In re Deime Zechariah Luke M., And Others, Dependent Children Under the Age of Eighteen Years, etc., and Sharon Tiffany M., Respondent-Appellant, Cardinal McCloskey Services, Petitioner-Respondent.

Law Offices of Randall S. Carmel, Syosset (Randall S. Carmel of counsel), for appellant.

Rosin Steinhagen Mendel, New York (Douglas H. Reiniger of counsel), for respondent.

Patricia L. Moreno, Bronx, attorney for the children.

Mazzarelli, J.P., Sweeny, Moskowitz, Freedman, Clark, JJ.

Order of fact-finding and disposition, Family Court, Bronx County (Gayle P. Roberts, J.), entered on or about November 26, 2012, which terminated respondent mother's parental rights to the subject children upon a finding of permanent neglect and transferred custody and guardianship of the children to Cardinal McCloskey Services and the Commissioner of Social Services of the City of New York for the purposes of adoption, unanimously affirmed, without costs.

Throughout the relevant period, the mother was incarcerated and subject to an eight-year order of protection precluding contact with the children, following her guilty plea to an assault charge related to the underlying neglect proceedings. Nevertheless, the agency established by clear and convincing evidence that it made diligent efforts to strengthen the parent-child relationship, including developing an appropriate service plan tailored to the situation, regularly updating the mother on the children's progress and continually reminding her to comply with the requirements of the service plan. Despite the agency's efforts, however, the mother failed to comply with critical components of the service plan, including her failure to request and obtain a mental health evaluation during her incarceration despite being advised to do so, to provide documentation of completion of services through the WINGS program, and to provide alternate resources for the care of the children in light of her incarceration (see Matter of Adaliz Marie R. [Natividad G.], 78 A.D.3d 409 [1st Dept 2010]; Matter of Antwone Lee S., 49 A.D.3d 276 [1st Dept 2008]).

The mother also lacked insight into her behavior and failed to accept any responsibility for the severe physical abuse of one of the subject children, which affected the other children who were present, and led to their removal and to her incarceration (see Matter of Irene C. [Reina M.], 68 A.D.3d 416 [1st Dept 2009]).

# BRIEF A
Using the decision, explain in one to three sentences why the mother had no contact with the children during the relevant period.
# BRIEF B
Answer these questions from the decision:
(i) Which county's Family Court entered the order of fact-finding and disposition?
(ii) How long was the order of protection against the mother?
(iii) Through which program did the mother fail to document completion of services?
# BRIEF C
Quote the decision from "Law Offices of" up to and including "Freedman, Clark, JJ.".

# RAW DATA
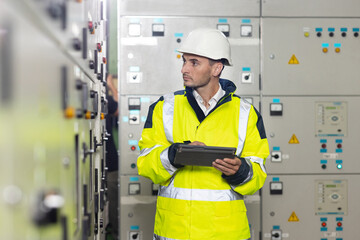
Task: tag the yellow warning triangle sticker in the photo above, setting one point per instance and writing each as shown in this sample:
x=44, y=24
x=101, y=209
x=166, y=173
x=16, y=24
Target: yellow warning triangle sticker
x=294, y=140
x=293, y=218
x=293, y=60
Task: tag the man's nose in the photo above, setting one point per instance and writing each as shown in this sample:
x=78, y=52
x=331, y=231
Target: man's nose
x=184, y=68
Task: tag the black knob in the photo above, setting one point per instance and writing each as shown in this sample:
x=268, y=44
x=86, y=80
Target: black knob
x=55, y=10
x=76, y=44
x=91, y=64
x=79, y=84
x=135, y=236
x=276, y=235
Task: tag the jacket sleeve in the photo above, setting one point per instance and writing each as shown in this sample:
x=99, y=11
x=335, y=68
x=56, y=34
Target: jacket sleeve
x=153, y=161
x=255, y=152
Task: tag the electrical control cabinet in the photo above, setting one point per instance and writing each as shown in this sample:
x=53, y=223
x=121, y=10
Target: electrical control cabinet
x=312, y=56
x=149, y=57
x=311, y=207
x=134, y=111
x=246, y=8
x=138, y=205
x=312, y=135
x=52, y=131
x=308, y=8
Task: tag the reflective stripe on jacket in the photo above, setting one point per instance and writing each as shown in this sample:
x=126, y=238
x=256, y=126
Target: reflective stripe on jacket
x=196, y=202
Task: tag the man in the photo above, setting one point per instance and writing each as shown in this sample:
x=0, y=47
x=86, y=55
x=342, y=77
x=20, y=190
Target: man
x=112, y=156
x=196, y=202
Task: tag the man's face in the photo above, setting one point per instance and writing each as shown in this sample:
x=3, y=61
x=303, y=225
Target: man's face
x=196, y=70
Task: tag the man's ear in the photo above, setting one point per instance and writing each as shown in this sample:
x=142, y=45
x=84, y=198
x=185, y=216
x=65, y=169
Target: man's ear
x=218, y=67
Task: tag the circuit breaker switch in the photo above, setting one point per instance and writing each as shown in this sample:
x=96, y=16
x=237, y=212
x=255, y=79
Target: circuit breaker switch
x=276, y=109
x=134, y=103
x=134, y=188
x=134, y=29
x=224, y=28
x=246, y=31
x=276, y=235
x=276, y=188
x=276, y=156
x=246, y=77
x=158, y=30
x=134, y=236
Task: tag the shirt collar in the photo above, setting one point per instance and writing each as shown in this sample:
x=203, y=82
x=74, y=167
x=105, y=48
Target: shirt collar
x=218, y=95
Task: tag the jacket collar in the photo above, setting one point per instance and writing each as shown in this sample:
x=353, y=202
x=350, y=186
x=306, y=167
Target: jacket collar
x=229, y=88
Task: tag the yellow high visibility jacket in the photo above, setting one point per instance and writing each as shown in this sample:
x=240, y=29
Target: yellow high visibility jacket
x=196, y=202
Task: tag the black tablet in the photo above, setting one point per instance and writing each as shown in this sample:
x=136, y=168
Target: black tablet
x=201, y=155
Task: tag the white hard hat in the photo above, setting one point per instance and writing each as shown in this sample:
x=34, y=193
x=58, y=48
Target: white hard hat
x=207, y=42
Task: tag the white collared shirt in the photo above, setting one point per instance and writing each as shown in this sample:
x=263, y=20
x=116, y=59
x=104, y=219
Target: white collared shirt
x=213, y=101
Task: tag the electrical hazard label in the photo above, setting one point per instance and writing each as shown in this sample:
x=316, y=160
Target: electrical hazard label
x=294, y=140
x=293, y=60
x=293, y=218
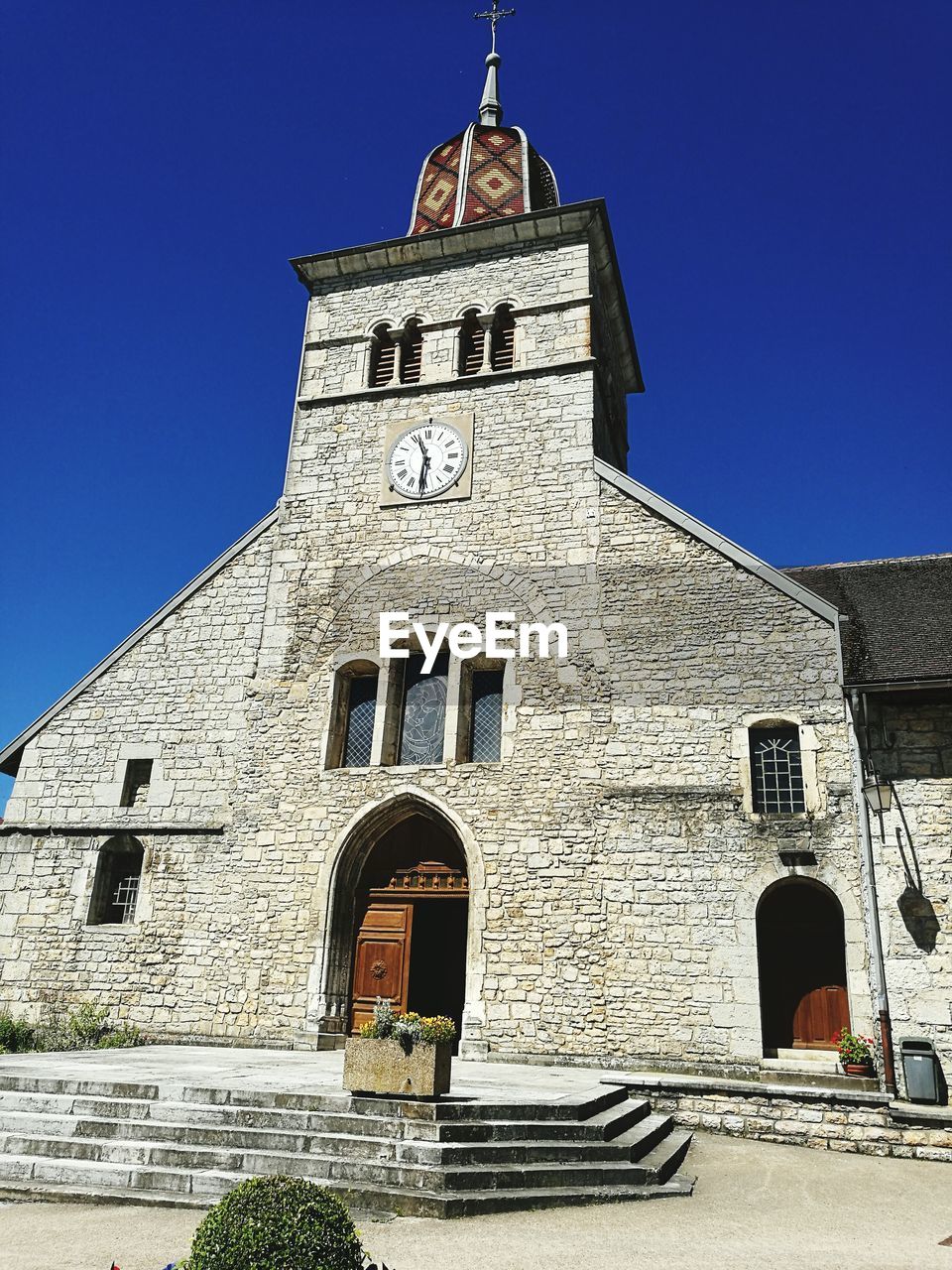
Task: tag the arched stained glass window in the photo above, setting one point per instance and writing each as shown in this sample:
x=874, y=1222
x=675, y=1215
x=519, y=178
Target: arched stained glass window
x=361, y=714
x=118, y=875
x=424, y=711
x=777, y=771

# PROBLEM SOLUTION A
She was incarcerated and subject to an eight-year order of protection that barred contact with the children. The order followed her guilty plea to an assault charge connected to the underlying neglect proceedings.

# PROBLEM SOLUTION B
(i) Bronx County
(ii) Eight years
(iii) The WINGS program

# PROBLEM SOLUTION C
Law Offices of Randall S. Carmel, Syosset (Randall S. Carmel of counsel), for appellant.

Rosin Steinhagen Mendel, New York (Douglas H. Reiniger of counsel), for respondent.

Patricia L. Moreno, Bronx, attorney for the children.

Mazzarelli, J.P., Sweeny, Moskowitz, Freedman, Clark, JJ.